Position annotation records
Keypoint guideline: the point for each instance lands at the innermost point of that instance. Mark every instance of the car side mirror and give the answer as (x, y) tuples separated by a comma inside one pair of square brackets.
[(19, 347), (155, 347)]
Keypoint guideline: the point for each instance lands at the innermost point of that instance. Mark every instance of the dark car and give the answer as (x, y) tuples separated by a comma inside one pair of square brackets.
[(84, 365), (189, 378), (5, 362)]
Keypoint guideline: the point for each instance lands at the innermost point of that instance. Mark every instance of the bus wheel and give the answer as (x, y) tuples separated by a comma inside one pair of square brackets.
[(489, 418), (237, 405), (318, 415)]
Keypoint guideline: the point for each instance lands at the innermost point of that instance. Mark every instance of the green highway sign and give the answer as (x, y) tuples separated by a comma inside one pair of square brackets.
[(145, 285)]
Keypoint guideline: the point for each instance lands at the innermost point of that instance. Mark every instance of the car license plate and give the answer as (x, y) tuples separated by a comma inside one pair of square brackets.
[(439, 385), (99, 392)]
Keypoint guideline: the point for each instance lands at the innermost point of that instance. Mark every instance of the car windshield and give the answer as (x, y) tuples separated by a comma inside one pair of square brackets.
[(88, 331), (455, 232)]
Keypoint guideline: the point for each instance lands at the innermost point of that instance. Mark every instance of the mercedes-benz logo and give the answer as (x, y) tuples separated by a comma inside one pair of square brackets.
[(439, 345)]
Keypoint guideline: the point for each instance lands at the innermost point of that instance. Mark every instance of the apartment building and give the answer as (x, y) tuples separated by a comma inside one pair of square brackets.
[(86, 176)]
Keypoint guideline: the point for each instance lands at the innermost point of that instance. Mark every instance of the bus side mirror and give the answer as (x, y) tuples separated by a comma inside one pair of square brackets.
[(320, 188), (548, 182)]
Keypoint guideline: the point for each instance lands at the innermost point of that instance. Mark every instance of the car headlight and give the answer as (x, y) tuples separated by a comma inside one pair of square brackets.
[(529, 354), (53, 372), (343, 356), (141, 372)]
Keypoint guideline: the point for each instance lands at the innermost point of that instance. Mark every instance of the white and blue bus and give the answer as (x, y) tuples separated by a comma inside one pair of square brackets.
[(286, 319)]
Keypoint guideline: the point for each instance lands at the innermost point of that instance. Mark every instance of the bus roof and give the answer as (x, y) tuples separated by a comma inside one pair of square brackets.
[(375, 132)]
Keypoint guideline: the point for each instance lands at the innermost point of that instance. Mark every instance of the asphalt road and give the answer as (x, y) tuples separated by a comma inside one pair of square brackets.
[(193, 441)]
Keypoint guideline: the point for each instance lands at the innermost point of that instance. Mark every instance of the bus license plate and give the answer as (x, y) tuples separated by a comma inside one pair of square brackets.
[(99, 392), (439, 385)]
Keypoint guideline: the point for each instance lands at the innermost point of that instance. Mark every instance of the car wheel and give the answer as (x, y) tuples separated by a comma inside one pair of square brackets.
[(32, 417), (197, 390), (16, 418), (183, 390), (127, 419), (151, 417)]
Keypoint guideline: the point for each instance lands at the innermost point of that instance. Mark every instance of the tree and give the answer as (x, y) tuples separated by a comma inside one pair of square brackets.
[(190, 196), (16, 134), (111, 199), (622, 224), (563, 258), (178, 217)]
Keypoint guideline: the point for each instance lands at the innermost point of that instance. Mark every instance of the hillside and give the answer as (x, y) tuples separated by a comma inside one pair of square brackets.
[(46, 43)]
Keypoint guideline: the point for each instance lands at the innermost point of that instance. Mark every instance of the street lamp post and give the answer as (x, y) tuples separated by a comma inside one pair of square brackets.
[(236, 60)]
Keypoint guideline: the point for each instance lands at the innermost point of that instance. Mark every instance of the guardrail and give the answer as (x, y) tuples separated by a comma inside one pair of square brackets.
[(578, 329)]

WHAT IS NEEDED
Output as a Markdown table, with columns named n and Line, the lines of the material from the line containing "of the dark" through the line containing "[(84, 365), (189, 378), (5, 362)]", both included. Number each row, and omit blank lines.

TASK RESPONSE
| n | Line |
|---|---|
| 1 | Keypoint guideline: the point for each instance lands at the innermost point of that instance. Mark every instance of the dark car and give the answer as (x, y) tuples separated by a comma inside one pair of square brackets. |
| 2 | [(84, 365), (189, 378), (5, 362)] |